▶ EXTRACTED ENTRIES
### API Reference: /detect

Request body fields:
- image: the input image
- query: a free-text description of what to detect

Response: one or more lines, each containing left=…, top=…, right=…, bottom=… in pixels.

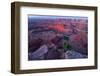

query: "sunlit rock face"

left=28, top=16, right=88, bottom=60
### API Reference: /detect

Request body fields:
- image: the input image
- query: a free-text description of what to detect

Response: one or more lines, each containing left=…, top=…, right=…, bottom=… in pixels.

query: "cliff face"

left=28, top=17, right=88, bottom=60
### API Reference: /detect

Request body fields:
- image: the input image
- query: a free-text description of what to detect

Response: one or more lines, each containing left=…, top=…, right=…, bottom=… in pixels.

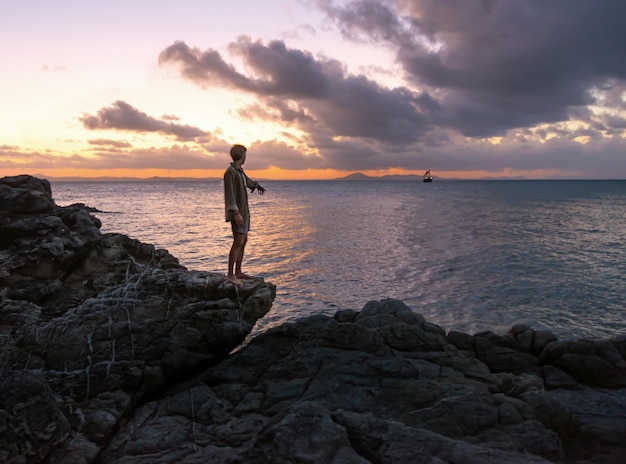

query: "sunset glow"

left=0, top=0, right=626, bottom=180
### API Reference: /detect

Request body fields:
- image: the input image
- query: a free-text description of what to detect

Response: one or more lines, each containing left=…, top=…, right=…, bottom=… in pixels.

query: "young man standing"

left=224, top=145, right=265, bottom=286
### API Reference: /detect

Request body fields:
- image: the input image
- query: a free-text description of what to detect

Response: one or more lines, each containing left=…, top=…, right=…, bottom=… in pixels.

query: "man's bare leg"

left=226, top=232, right=248, bottom=286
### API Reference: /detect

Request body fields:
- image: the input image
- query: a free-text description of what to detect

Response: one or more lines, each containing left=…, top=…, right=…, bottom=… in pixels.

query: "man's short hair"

left=230, top=145, right=248, bottom=161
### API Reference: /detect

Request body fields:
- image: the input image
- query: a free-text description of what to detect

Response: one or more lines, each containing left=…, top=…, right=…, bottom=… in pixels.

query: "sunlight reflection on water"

left=52, top=181, right=626, bottom=336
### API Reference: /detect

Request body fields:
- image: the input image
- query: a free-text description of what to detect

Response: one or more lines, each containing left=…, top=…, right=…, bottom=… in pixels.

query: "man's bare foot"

left=226, top=276, right=243, bottom=287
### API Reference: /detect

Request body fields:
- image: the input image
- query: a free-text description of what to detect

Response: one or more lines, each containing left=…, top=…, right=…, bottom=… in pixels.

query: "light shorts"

left=230, top=216, right=250, bottom=234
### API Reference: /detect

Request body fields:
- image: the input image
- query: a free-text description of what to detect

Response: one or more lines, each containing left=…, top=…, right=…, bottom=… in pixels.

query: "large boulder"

left=101, top=300, right=626, bottom=464
left=0, top=176, right=276, bottom=462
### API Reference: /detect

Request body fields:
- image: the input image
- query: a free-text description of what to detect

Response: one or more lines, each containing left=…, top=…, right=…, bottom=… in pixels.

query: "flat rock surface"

left=0, top=176, right=626, bottom=464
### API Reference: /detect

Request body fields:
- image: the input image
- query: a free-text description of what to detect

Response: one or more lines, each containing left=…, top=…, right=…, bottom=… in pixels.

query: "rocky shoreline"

left=0, top=176, right=626, bottom=464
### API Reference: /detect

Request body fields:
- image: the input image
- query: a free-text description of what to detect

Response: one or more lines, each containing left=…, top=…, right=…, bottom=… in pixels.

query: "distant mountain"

left=335, top=172, right=424, bottom=180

▶ WHAT YOU NEED TO DO
Lay out the records above as a two-column CSV with the header row request,response. Give one row per record, with its full text under request and its answer under response. Enclose each field in double quotes, replace line breaks with spaces, and omit the pictures.

▶ ANSWER TO THIS PROBLEM
request,response
"### API Reference: /detect Request body fields: - image: the input image - query: a free-text description of what to detect Response: one or more lines, each containing left=…, top=…, right=…, bottom=… in pixels. query: ""sunlit rock face""","left=28, top=16, right=88, bottom=60"
"### API Reference: /detect Request body fields: - image: the input image - query: a free-text description of what to detect Response: one or more lines, each containing left=…, top=…, right=…, bottom=… in pixels. query: ""cliff face""","left=28, top=17, right=88, bottom=60"
"### API Reference: /detect Request body fields: - image: the input image - query: a free-text description of what to detect Response: one or more lines, each containing left=…, top=…, right=…, bottom=… in pixels. query: ""sunset glow""","left=0, top=0, right=626, bottom=180"
"### API Reference: /detect Request body fields: - image: the input image - query: a free-text description of what to detect Response: one or more lines, each containing left=…, top=…, right=…, bottom=… in pixels. query: ""young man standing""","left=224, top=145, right=265, bottom=286"
"### API Reference: /detect Request body fields: - image: the input image - query: a free-text description of what to detect Response: one or more lines, each containing left=…, top=…, right=…, bottom=… in pixels. query: ""man's bare leg""","left=226, top=232, right=248, bottom=286"
"### API Reference: /detect Request body fields: - image: the input image - query: a free-text description of what to detect Response: one or more lines, each containing left=…, top=…, right=…, bottom=… in pixels. query: ""man's short hair""","left=230, top=145, right=248, bottom=161"
"### API Reference: /detect Request body fields: - image: the input image - query: a free-text description of what to detect Response: one or more lines, each containing left=…, top=…, right=…, bottom=… in pixels. query: ""sunlight reflection on water""","left=52, top=181, right=626, bottom=336"
"### API Reference: /detect Request body fields: - image: the input image - query: a free-text description of what to detect Response: one or more lines, each containing left=…, top=…, right=…, bottom=… in pixels. query: ""man's bare foot""","left=226, top=276, right=243, bottom=287"
"### API Reference: /detect Request body fields: - image: the input image - query: a free-text description of what to detect Response: one or more lines, each containing left=…, top=…, right=…, bottom=… in pixels. query: ""light shorts""","left=230, top=216, right=250, bottom=234"
"### API Reference: /detect Request body fields: - image: the input image - query: a free-text description of what to detect Response: one or more lines, each containing left=…, top=…, right=…, bottom=… in pixels. query: ""large boulder""","left=101, top=300, right=626, bottom=464 left=0, top=176, right=276, bottom=462"
"### API Reference: /detect Request body fields: - image: the input image - query: a free-text description of what to detect Response: one or more lines, each containing left=…, top=…, right=…, bottom=… in pixels. query: ""flat rock surface""","left=0, top=176, right=626, bottom=464"
"### API Reference: /detect Request body fields: - image: the input image - query: a free-text description of what to detect Response: one or more lines, each containing left=…, top=…, right=…, bottom=… in pixels. query: ""rocky shoreline""","left=0, top=176, right=626, bottom=464"
"### API Reference: /detect Request body fields: - image: the input image - query: a free-text description of what to detect Response: one or more lines, each containing left=…, top=…, right=…, bottom=… in pixels. query: ""distant mountain""","left=335, top=172, right=424, bottom=180"